EXERCISE TASK: Reproduce all of the records below line for line, without changing a single character.

Stored records
================

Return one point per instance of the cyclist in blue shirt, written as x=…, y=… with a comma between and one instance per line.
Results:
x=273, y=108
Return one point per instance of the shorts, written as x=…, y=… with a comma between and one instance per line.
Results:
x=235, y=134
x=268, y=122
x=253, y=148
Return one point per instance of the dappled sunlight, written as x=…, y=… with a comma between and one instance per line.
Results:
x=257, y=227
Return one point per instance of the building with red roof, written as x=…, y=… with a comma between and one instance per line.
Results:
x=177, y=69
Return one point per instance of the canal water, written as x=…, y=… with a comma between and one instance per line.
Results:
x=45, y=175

================

REPLY TO THE EXERCISE:
Return one point per instance of the cyclist in blue shirt, written as x=…, y=… with a comma between and one instance per line.
Results:
x=273, y=108
Return one point per instance of the shorts, written as x=…, y=… with a comma between and one instance per line.
Results:
x=235, y=134
x=268, y=122
x=253, y=148
Return one point per instance of the dappled sunlight, written as x=…, y=… with a comma between and one instance per line.
Results:
x=257, y=227
Return one point per instance of the building with red roof, written as x=…, y=… with a comma between and one instance per line.
Results:
x=177, y=69
Return one point per instance of the canal water, written as x=…, y=… with a comma between and one instance per line.
Results:
x=45, y=175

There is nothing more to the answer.